::: Provided data
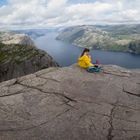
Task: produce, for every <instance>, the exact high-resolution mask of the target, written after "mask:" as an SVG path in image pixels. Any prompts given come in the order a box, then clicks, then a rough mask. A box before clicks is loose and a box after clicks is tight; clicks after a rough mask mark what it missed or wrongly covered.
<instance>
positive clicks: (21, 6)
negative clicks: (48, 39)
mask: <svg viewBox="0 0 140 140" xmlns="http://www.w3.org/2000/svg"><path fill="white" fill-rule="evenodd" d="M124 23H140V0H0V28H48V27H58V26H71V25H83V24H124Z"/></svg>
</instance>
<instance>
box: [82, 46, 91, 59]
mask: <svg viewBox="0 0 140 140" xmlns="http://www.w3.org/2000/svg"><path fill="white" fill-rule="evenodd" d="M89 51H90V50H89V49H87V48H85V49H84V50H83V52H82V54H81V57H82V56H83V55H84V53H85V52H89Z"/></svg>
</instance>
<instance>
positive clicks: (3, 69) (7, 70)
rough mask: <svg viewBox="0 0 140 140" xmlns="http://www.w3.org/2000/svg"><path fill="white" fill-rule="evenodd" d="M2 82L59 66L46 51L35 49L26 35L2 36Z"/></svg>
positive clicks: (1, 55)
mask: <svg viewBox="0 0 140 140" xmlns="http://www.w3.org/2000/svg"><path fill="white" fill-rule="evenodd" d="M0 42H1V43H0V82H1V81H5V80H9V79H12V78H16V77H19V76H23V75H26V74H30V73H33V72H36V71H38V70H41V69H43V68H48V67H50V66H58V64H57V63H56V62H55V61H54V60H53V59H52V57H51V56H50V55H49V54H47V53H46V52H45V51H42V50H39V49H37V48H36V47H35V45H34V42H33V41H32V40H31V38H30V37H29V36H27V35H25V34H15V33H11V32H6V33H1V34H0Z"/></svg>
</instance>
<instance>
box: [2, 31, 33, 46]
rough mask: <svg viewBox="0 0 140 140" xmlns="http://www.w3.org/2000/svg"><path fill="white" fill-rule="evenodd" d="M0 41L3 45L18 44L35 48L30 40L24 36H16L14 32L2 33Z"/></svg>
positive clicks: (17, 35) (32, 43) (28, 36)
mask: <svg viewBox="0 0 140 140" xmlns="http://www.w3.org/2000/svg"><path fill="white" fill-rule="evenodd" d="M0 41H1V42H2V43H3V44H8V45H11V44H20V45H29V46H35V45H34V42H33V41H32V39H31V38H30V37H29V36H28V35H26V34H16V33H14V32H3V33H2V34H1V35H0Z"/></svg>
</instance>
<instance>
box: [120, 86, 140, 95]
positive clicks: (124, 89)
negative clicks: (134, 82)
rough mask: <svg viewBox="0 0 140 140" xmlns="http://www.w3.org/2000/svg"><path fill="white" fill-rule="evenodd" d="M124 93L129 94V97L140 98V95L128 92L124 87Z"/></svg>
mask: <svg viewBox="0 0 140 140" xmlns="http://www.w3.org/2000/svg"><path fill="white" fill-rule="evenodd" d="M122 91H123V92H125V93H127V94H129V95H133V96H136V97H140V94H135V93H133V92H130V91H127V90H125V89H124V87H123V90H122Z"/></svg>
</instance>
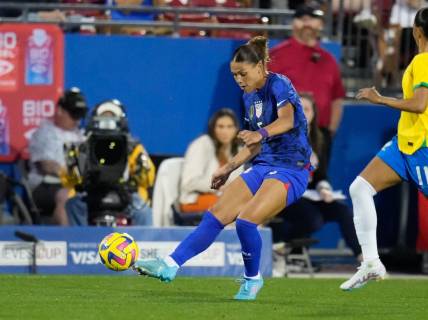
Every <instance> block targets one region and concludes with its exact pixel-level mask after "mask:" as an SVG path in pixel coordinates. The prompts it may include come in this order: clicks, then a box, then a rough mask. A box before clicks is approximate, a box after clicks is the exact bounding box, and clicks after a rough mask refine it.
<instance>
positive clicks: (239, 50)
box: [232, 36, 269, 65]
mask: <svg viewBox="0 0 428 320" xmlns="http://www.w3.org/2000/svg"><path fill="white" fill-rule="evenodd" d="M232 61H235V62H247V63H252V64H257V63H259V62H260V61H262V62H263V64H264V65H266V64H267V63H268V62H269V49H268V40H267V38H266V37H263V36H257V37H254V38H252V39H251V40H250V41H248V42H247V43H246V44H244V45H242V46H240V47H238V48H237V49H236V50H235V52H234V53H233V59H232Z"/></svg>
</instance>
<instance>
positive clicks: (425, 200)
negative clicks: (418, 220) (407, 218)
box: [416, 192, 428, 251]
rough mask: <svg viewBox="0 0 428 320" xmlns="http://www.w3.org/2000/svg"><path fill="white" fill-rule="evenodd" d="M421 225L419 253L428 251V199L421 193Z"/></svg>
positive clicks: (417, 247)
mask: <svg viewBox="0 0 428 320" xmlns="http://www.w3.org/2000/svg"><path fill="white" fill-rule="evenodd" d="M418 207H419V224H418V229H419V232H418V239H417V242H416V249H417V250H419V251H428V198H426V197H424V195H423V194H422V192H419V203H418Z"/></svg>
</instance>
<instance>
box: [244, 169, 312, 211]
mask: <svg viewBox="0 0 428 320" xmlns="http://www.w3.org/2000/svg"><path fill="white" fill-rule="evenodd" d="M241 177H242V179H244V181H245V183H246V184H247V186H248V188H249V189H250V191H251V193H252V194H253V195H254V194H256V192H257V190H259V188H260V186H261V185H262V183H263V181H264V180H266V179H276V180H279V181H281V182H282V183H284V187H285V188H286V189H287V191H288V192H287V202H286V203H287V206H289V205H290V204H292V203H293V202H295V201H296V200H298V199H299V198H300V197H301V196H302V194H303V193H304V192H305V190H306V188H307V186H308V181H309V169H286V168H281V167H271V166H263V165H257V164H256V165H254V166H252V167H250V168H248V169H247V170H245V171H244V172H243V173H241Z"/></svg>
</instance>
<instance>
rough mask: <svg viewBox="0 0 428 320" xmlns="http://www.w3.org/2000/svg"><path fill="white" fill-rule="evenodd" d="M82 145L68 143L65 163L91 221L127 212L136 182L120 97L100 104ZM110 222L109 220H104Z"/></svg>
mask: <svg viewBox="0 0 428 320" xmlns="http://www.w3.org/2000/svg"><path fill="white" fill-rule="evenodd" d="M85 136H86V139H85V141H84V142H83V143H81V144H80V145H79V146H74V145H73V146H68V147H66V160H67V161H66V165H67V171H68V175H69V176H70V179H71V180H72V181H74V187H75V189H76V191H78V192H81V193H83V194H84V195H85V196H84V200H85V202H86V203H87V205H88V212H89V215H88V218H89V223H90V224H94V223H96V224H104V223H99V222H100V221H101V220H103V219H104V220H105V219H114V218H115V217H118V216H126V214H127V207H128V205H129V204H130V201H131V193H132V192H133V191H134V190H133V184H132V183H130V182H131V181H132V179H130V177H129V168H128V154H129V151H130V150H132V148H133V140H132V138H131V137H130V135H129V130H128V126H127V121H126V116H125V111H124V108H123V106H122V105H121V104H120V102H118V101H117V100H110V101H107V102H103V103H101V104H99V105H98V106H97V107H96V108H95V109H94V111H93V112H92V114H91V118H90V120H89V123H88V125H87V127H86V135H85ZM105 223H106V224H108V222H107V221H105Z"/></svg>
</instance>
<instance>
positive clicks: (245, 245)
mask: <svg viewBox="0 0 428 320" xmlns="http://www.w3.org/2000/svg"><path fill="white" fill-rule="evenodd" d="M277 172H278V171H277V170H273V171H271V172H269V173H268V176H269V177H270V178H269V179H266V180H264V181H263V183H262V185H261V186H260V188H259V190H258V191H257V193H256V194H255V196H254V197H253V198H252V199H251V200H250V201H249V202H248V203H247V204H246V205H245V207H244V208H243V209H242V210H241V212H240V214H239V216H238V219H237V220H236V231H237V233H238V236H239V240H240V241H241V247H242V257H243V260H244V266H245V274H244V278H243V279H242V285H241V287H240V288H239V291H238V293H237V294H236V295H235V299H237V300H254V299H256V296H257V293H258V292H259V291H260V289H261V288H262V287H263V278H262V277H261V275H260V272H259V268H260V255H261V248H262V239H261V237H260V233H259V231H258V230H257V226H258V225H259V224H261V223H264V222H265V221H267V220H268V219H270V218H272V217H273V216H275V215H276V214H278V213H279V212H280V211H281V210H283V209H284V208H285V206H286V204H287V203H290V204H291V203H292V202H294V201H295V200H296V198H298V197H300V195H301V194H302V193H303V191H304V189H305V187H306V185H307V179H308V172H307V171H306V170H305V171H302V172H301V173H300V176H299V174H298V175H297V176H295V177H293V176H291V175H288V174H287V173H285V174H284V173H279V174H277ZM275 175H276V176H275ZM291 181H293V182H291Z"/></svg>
::::::
- Task instructions:
The answer should contain nothing but the lines from the top of the data above through the line containing "41L3 45L18 44L35", copied exactly, with no images.

- Worked solution:
Task: produce, for every <instance>, the exact high-resolution mask of the target, written after "mask:" as an SVG path in image pixels. Any prompts given come in the order a box, then clicks, then a rough mask. A box before clicks is loose and a box after clicks is tight; clicks after a rough mask mark what it missed or wrongly covered.
<instance>
positive clicks: (21, 6)
negative clicks: (48, 39)
mask: <svg viewBox="0 0 140 140" xmlns="http://www.w3.org/2000/svg"><path fill="white" fill-rule="evenodd" d="M124 23H140V0H0V28H48V27H58V26H71V25H83V24H124Z"/></svg>
</instance>
<instance>
box: [82, 46, 91, 59]
mask: <svg viewBox="0 0 140 140" xmlns="http://www.w3.org/2000/svg"><path fill="white" fill-rule="evenodd" d="M89 51H90V50H89V49H87V48H85V49H84V50H83V52H82V54H81V57H82V56H83V55H84V53H85V52H89Z"/></svg>
</instance>
<instance>
positive clicks: (3, 69) (7, 70)
rough mask: <svg viewBox="0 0 140 140" xmlns="http://www.w3.org/2000/svg"><path fill="white" fill-rule="evenodd" d="M2 82L59 66L46 51L35 49L26 35L2 36Z"/></svg>
positive clicks: (1, 55)
mask: <svg viewBox="0 0 140 140" xmlns="http://www.w3.org/2000/svg"><path fill="white" fill-rule="evenodd" d="M0 42H1V43H0V82H1V81H5V80H9V79H12V78H16V77H19V76H23V75H26V74H30V73H33V72H36V71H38V70H41V69H43V68H48V67H50V66H58V64H57V63H56V62H55V61H54V60H53V59H52V57H51V56H50V55H49V54H47V53H46V52H45V51H42V50H39V49H37V48H36V47H35V45H34V42H33V41H32V40H31V38H30V37H29V36H27V35H25V34H15V33H11V32H6V33H1V34H0Z"/></svg>
</instance>
<instance>
box: [2, 31, 33, 46]
rough mask: <svg viewBox="0 0 140 140" xmlns="http://www.w3.org/2000/svg"><path fill="white" fill-rule="evenodd" d="M0 41L3 45L18 44L35 48L30 40L24 36H16L14 32L2 33Z"/></svg>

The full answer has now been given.